▶ [TO DO]
Reproduce every line of the material below word for word, omitting the picture.

▶ [Stored items]
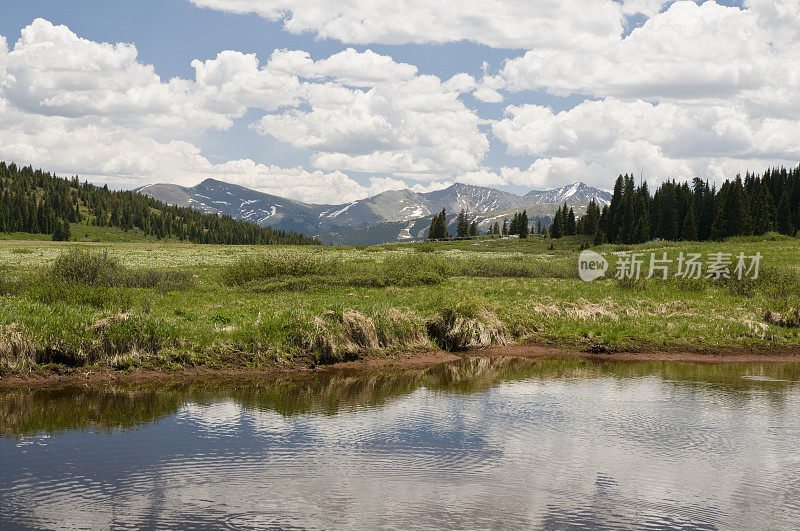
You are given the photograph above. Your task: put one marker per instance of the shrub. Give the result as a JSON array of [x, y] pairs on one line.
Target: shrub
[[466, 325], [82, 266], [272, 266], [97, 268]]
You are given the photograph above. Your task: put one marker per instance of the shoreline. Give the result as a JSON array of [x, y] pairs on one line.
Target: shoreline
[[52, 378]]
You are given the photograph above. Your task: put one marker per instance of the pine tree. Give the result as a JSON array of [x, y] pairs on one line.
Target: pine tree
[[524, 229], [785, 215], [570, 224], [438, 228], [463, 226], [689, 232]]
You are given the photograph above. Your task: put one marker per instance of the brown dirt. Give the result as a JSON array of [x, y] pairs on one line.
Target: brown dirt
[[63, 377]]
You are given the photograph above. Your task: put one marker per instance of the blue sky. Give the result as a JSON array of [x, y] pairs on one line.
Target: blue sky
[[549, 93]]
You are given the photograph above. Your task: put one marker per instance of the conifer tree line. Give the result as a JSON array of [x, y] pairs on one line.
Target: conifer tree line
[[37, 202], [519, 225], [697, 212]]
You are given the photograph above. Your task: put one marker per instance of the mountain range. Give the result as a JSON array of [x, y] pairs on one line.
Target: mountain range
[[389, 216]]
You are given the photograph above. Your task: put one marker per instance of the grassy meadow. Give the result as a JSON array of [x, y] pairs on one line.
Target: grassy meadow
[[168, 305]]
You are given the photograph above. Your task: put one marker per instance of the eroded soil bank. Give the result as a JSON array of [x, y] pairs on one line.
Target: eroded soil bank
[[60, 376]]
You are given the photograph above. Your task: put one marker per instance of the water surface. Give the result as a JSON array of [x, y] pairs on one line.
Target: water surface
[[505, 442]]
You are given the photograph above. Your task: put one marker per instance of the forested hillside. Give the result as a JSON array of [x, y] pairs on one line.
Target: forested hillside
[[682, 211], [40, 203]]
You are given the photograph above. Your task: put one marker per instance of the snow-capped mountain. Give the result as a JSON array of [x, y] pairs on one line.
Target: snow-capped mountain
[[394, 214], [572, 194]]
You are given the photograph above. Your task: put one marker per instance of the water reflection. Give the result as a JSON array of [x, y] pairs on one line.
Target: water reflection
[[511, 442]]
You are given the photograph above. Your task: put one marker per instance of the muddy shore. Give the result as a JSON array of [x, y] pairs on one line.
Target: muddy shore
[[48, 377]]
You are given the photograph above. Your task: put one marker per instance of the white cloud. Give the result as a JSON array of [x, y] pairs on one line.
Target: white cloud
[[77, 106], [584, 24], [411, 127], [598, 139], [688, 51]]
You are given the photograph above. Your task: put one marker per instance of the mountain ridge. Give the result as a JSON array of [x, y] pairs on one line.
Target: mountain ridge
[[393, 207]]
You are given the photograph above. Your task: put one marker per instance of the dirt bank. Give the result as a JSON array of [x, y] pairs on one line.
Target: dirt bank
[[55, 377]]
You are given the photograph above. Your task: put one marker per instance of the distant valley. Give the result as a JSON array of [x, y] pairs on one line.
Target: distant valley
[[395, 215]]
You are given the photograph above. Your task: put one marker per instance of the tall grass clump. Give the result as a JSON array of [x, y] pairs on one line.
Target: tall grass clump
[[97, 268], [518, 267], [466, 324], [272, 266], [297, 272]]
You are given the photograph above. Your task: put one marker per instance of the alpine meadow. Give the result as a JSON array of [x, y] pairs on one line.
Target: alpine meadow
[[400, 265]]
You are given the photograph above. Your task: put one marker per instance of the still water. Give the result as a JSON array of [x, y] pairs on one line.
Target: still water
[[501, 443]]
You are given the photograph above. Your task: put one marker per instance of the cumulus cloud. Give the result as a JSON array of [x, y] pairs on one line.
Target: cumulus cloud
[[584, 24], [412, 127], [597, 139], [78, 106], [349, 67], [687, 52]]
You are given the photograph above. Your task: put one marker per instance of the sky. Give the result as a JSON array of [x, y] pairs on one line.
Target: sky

▶ [COMPLETED TASK]
You are given the photograph above. Your task: put one marker per instance of the shrub. Give the result as a JSON array of [x, y] pairs on one line.
Target: shrub
[[466, 325], [82, 266], [272, 266], [97, 268]]
You are given the photograph above. Your task: put one marker per instance of the shoreline. Give the result as a JSON array of [x, y] pairs on one line.
Target: shoreline
[[52, 378]]
You are given the photograph above. Your task: put one marker per instance of the pine tree. Give the result as a JSON array of [x, y] pairs on one line.
Target: pine tree
[[524, 229], [785, 215], [570, 224], [438, 228], [463, 226], [689, 232]]
You are given the photograph above. Your task: put one marker per instance of the brown dirt. Give the result as a JSON array of [x, y] pairs on one line.
Target: brown dirt
[[63, 377]]
You are given the photograph above. Your task: put one marker per instance of the blue sky. Give the result as a JSON array of [x, y] pairs on one line.
Target: blue sky
[[549, 93]]
You are given the photograph above. Your task: put one marker per instance of the conifer tree line. Give the result as a JSON array of [x, y] pairs on one line.
Target: conifer tree line
[[37, 202], [519, 225], [697, 212]]
You are given the photograph above. Your task: put one marker per instance of the mountain range. Give the result as a JSON array of [x, y] pairs on one line.
Target: mountain range
[[389, 216]]
You are given the photograph above. Your task: put one marker per instance of the grassy meadow. Give the result as a JSON array of [x, y] pairs on one line.
Target: grassy meadow
[[168, 305]]
You are given the photograph above. Your task: put one marker per instance of the eroded soil bank. Give the result as a JSON array of [x, y] pairs on one line.
Target: eroded soil bank
[[60, 376]]
You are given the photograph above. Your task: put one marker per instance of the water surface. Give the result as a JSON array of [x, y] pairs on one line.
Target: water surface
[[505, 442]]
You are given the photograph above. Your task: put one marker per instance of the forested hillside. Give the result as a JSON array of [x, y] pairs on one line.
Target: forested hillside
[[682, 211], [40, 203]]
You are given the photograph above. Your task: put one marker per instance of the snow-capped mountain. Give the result as a JSON array of [x, y] pairs on one line.
Target: snow-capped mountain
[[394, 214], [572, 194]]
You are given the photograph above. Your task: put one marker per instance of the water reflection. Give the result as a JSON array of [x, y] pairs on one line.
Target: water reflection
[[511, 442]]
You are given the photograph above. Your task: put one marker per instance of the muddy shore. Give the result as a JSON array of [x, y] pairs on one line.
Target: muddy shore
[[48, 377]]
You are given the photograph above. Your task: put one marker per instance of the white cloud. Give the result as a JSON array of [x, y] pairs on one line.
Target: white cloud
[[77, 106], [584, 24], [411, 127], [598, 139], [688, 51]]
You are given the photograph above. Your task: put one marker per instance of the mountain ridge. Give the result as a JSON array of [x, y] pairs on one line.
Target: mountain ridge
[[393, 207]]
You are given the photograph above. Your task: put one marker per instance of the dirt bank. Give the result as a JSON array of [x, y] pairs on one line.
Target: dirt bank
[[55, 377]]
You are given the photograph above. Your task: put one marker per instance of the distant valley. Give the result as a JSON array of [x, y] pairs on one line.
Target: distant valley
[[395, 215]]
You are given the photograph above. Your task: put one marker per instance of the tall grass clump. Give the result as a JSON array of [x, y] pairs on one line.
Target: tall grass clump
[[97, 268], [518, 267], [466, 324], [272, 266], [297, 272]]
You are given the photograph above. Your task: put one marker per instance of the alpine meadow. Give the result as a JSON array of [x, y] pairs on one line.
Target: alpine meadow
[[400, 265]]
You are given the photograph above. Your task: put one marker per instance of the still water. Give the result as a JSON array of [x, y] pairs on one line.
Target: still water
[[501, 443]]
You are given the photograph above. Your task: put one marker per instance of the cumulus cloud. Give the result as a JSON array of [x, y] pairs on one line.
Target: cumulus cloud
[[584, 24], [412, 127], [597, 139], [78, 106], [349, 67], [687, 52]]
You are given the photograph above. Your task: put one marker per instance of the sky. Give the result as a JSON array of [x, y] pairs on one line.
Target: sky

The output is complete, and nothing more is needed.